* WHAT TO WORK ON:
Answer these questions using the text about printing hello world on the LCD:
(a) What value is sent to the LCD to clear the screen?
(b) Which instruction sends the data in the accumulator to the LCD?
(c) What must be sent to the LCD to print a letter?

** start of TEXT PROVIDED **

Hello world

Our CPU is finally ready to run the program every programmer must run first, hello world.

Building on the assembly from the last post we will create the init sequence for the LCD and send characters one by one.

CPU simulator is at the end of the page.

LCD init

More complicated devices like the LCD have a whole protocol that you need to use to communicate with them. The steps we need to go through to get our display running are not long:


    // clear the screen
    send 0x401
    // return the pointer
    send 0x402
    // set pointer direction 
    // to the right
    send 0x406
    // turn cursor on
    send 0x40F
    // turn shift on
    send 0x41C
    // make LCD write 2 lines 
    // in simple font
    send 0x438

    //now we can send whatever
    //we want

The sequence has to be in this order.

LCD input is connected directly to the bus and in Micromemory programming we created the "PRINT" instruction to directly send the data to it.

"PRINT" sends the data that is in the accumulator, so to send the above instructions to the LCD we first load it to the ACC and than use the "PRINT" instruction.


 // clear the screen
 LDAI 0x401
 PRINT 0
 // return the pointer
 LDAI 0x402
 PRINT 0
 // set pointer direction 
 // to the right
 LDAI 0x406
 PRINT 0
 // turn cursor on
 LDAI 0x40F
 PRINT 0
 // turn shift on
 LDAI 0x41C
 PRINT 0
 // make LCD write 2 lines 
 // in simple font
 LDAI 0x438
 PRINT 0

 //now we can send whatever
 //we want
loop 
 B loop

Loading is done using LDAI, remember, LDAI loads the number next to the instruction to the ACC. You can refresh your memory of the supported instructions here.

Printing letters

To print a letter we need to send the ascii representation of it to the LCD. If we were to follow its protocol we would also need to set another pin of the LCD high, but that is done automatically in my processor. So to write an 'A' we just send the bitwise representation of it via the PRINT instruction.

** end of TEXT PROVIDED **
** start of INFORMATION SUPPLIED **

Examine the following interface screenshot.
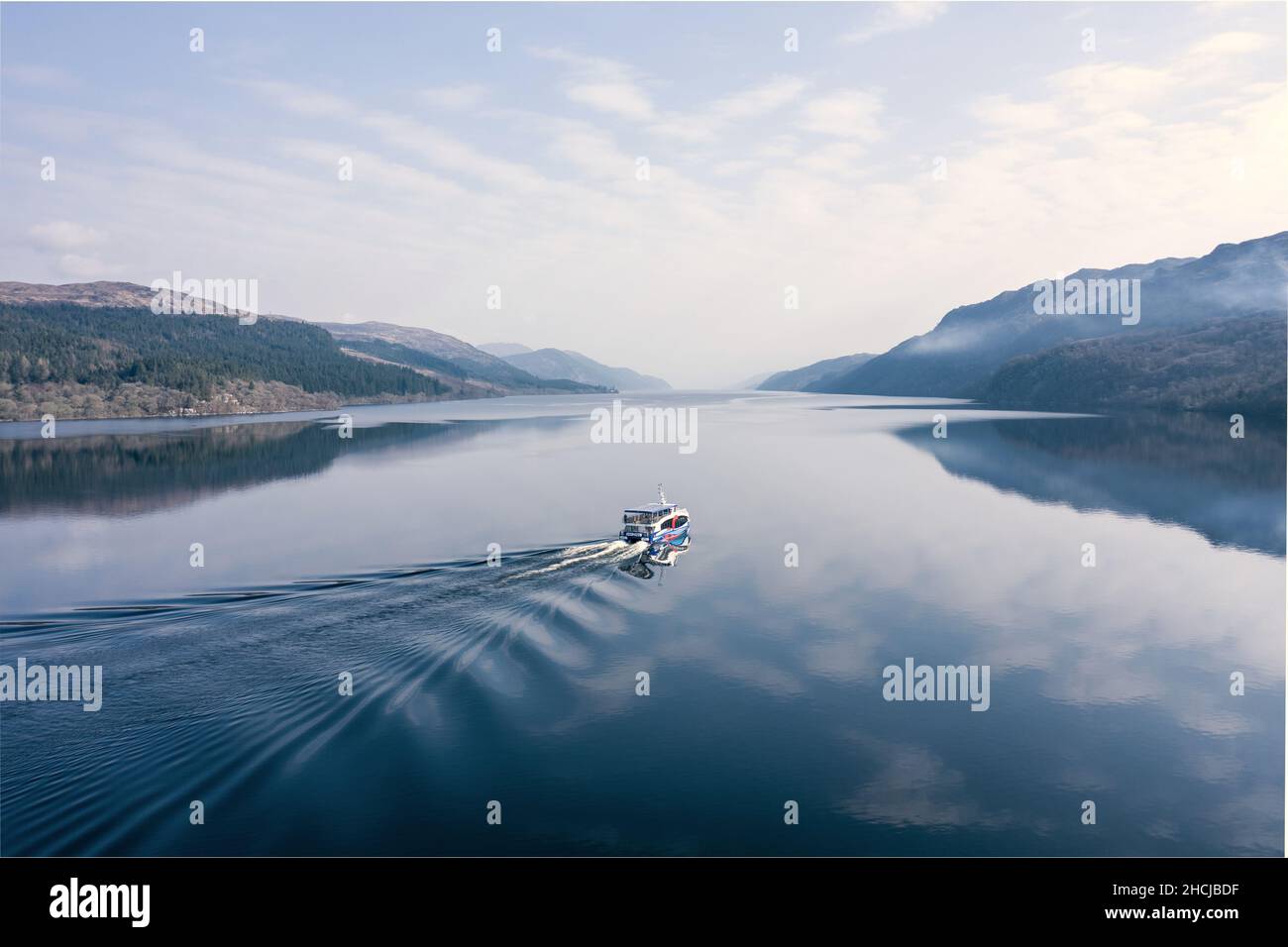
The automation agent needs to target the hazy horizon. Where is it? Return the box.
[0,3,1288,388]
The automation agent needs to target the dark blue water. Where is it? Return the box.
[0,395,1284,854]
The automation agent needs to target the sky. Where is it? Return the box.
[0,3,1288,388]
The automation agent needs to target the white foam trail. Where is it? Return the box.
[496,540,636,581]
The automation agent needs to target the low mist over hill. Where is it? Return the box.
[805,232,1288,411]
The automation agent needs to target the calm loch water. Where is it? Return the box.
[0,394,1284,856]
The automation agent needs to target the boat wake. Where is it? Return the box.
[0,540,685,856]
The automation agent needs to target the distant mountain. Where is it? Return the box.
[0,282,605,420]
[756,352,876,391]
[0,290,454,420]
[806,232,1288,404]
[494,349,671,391]
[477,342,532,359]
[725,371,774,391]
[982,313,1288,414]
[316,322,612,394]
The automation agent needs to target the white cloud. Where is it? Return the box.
[29,220,103,252]
[568,82,653,121]
[1190,31,1270,55]
[420,85,486,112]
[4,63,77,89]
[841,0,948,43]
[802,90,881,141]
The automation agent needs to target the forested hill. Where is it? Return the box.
[0,303,451,420]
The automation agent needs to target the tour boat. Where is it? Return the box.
[617,483,690,556]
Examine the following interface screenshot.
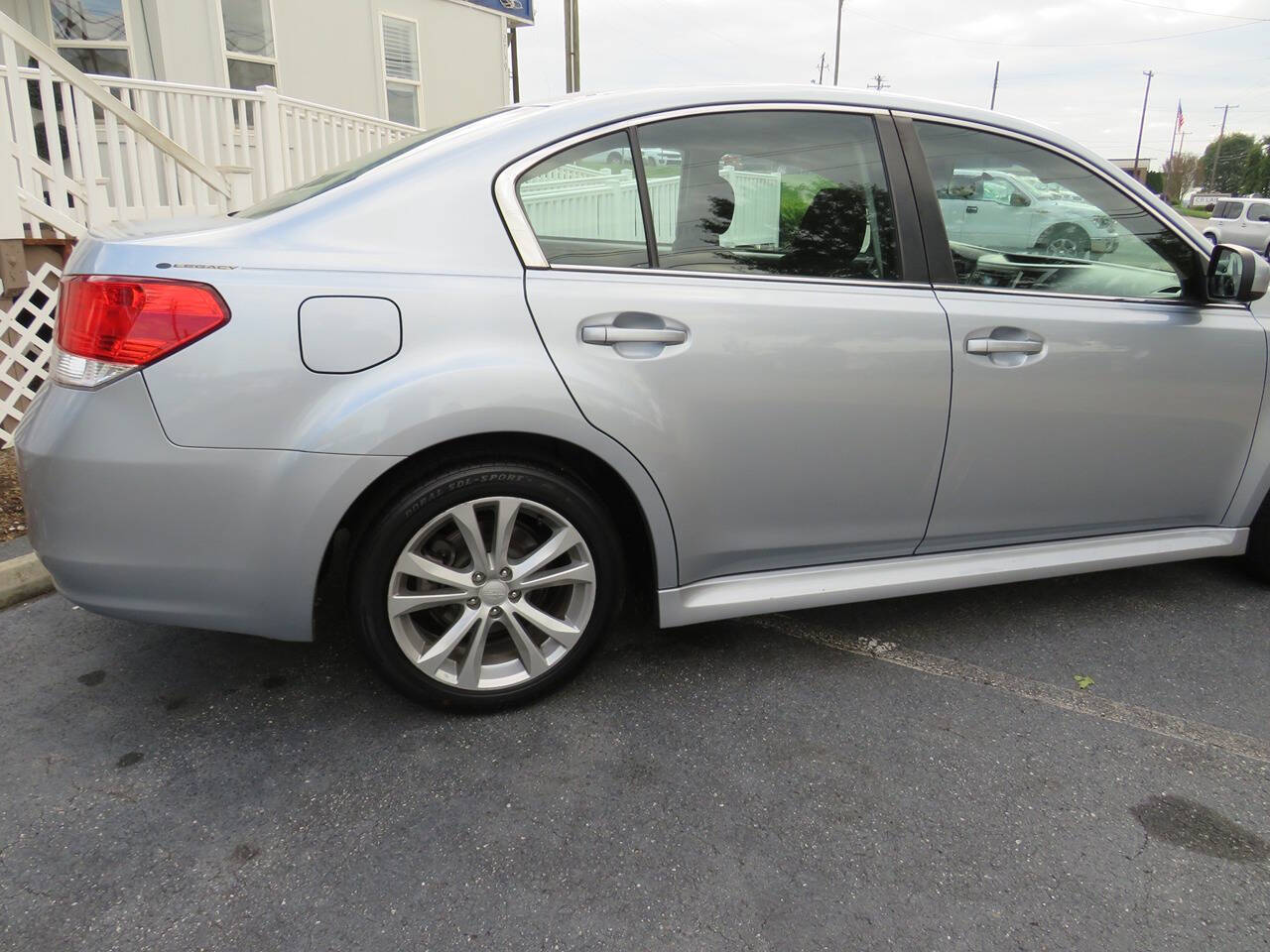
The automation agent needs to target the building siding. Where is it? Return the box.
[0,0,509,128]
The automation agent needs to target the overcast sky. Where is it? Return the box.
[520,0,1270,168]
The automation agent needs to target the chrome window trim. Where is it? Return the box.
[931,282,1251,311]
[494,100,889,274]
[894,109,1209,261]
[528,264,933,291]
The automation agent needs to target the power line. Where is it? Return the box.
[852,10,1257,50]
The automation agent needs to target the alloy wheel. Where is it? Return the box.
[386,496,595,692]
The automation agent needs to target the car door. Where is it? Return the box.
[902,121,1266,552]
[504,107,949,583]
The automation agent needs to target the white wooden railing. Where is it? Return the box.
[520,165,781,248]
[0,14,418,239]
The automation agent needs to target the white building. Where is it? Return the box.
[0,0,531,128]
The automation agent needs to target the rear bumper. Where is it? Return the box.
[15,373,398,641]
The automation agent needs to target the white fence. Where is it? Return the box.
[0,14,419,237]
[521,165,781,248]
[0,14,419,445]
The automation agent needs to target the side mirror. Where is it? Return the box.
[1207,245,1270,303]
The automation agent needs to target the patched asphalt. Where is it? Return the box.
[0,561,1270,952]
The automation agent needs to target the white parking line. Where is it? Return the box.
[743,615,1270,763]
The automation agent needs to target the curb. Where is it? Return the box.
[0,552,54,608]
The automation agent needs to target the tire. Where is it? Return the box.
[349,462,625,711]
[1036,225,1091,258]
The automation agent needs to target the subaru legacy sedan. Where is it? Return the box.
[17,86,1270,708]
[1204,196,1270,258]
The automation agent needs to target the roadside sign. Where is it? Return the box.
[461,0,534,27]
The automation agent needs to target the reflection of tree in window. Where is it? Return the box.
[699,182,898,280]
[51,0,127,41]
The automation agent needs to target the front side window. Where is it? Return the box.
[49,0,132,76]
[221,0,278,89]
[384,14,421,126]
[639,110,899,281]
[516,132,657,268]
[915,122,1202,298]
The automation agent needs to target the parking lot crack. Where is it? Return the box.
[745,615,1270,765]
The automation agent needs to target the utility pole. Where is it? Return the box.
[833,0,847,85]
[1207,103,1239,190]
[1133,69,1156,178]
[564,0,581,92]
[507,27,521,103]
[1169,99,1183,162]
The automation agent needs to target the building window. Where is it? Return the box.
[221,0,278,89]
[384,14,422,126]
[49,0,132,76]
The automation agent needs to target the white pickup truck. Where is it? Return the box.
[939,169,1119,258]
[1204,195,1270,258]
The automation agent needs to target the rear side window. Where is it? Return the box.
[915,122,1201,298]
[639,110,899,281]
[516,132,648,268]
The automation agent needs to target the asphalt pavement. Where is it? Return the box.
[0,561,1270,952]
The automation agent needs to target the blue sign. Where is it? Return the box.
[463,0,534,23]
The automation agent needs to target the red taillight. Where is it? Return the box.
[56,276,230,367]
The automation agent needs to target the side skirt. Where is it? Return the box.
[658,527,1248,629]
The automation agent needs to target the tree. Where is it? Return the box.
[1239,136,1270,195]
[1165,153,1201,202]
[1202,132,1256,194]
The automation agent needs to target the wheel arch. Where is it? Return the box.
[314,430,679,632]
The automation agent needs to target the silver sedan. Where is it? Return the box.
[18,86,1270,708]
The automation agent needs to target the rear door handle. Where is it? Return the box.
[965,337,1045,354]
[581,325,689,345]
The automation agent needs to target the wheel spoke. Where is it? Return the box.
[458,613,491,690]
[389,590,467,618]
[512,602,581,648]
[516,562,595,591]
[490,499,521,568]
[416,608,480,675]
[503,612,548,678]
[449,503,489,575]
[393,552,471,591]
[512,526,581,579]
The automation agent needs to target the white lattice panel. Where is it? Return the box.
[0,263,63,448]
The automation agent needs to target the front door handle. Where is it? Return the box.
[965,337,1045,354]
[581,325,689,345]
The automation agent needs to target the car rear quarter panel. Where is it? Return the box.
[87,141,679,586]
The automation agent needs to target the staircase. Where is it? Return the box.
[0,14,419,447]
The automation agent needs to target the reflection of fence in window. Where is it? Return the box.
[521,165,644,241]
[520,163,781,248]
[718,165,781,248]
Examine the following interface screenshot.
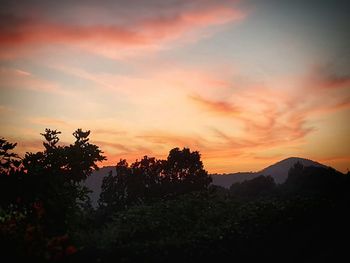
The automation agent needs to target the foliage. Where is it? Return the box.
[0,129,105,260]
[99,148,211,214]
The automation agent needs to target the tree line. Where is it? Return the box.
[0,129,350,262]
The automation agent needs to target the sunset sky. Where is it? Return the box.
[0,0,350,173]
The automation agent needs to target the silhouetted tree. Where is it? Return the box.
[0,138,23,208]
[6,129,105,232]
[282,162,347,198]
[99,148,211,211]
[163,148,212,195]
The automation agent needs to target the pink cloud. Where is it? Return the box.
[189,95,241,115]
[0,4,245,57]
[0,68,66,94]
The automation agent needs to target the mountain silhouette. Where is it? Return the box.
[211,157,328,188]
[84,157,327,207]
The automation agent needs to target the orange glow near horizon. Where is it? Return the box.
[0,0,350,173]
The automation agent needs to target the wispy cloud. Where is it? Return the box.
[189,95,241,115]
[0,1,245,58]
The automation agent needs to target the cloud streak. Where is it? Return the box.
[0,2,245,58]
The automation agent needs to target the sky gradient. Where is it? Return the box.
[0,0,350,173]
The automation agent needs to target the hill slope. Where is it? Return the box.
[212,157,327,188]
[84,157,327,207]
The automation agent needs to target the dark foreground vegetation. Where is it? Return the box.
[0,130,350,262]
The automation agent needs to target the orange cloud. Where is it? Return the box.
[0,5,244,58]
[189,95,241,115]
[0,67,67,94]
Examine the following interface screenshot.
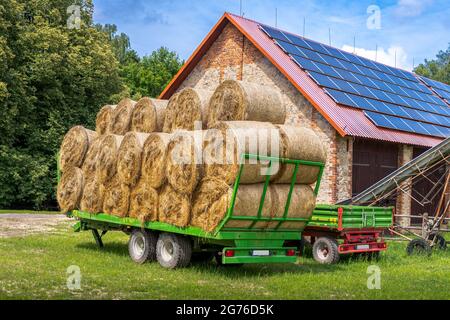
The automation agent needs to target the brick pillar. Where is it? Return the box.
[396,145,413,226]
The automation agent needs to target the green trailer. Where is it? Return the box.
[64,154,394,268]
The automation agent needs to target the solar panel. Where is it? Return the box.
[420,77,450,104]
[261,22,450,136]
[326,89,450,128]
[277,41,445,106]
[364,111,450,137]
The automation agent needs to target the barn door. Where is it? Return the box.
[352,140,398,205]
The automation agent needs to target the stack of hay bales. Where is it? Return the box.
[58,81,326,232]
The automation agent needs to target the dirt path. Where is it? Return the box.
[0,213,74,238]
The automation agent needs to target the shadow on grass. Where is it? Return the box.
[76,241,128,257]
[191,259,342,278]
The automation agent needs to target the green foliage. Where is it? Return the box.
[0,0,123,208]
[414,45,450,84]
[121,47,183,98]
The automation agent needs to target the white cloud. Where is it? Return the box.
[342,45,412,70]
[395,0,433,17]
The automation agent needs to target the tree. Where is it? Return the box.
[0,0,123,208]
[120,47,184,98]
[414,45,450,84]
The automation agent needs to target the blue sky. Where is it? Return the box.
[94,0,450,70]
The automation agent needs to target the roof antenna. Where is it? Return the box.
[328,28,331,47]
[275,8,278,28]
[303,17,306,38]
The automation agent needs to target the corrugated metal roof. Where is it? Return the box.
[161,13,443,147]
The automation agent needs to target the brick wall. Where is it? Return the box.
[179,24,352,203]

** end of INFORMATION SUPPLIED **

* WRITTEN SOLUTION:
(a) 0x401
(b) PRINT
(c) The letter's ascii representation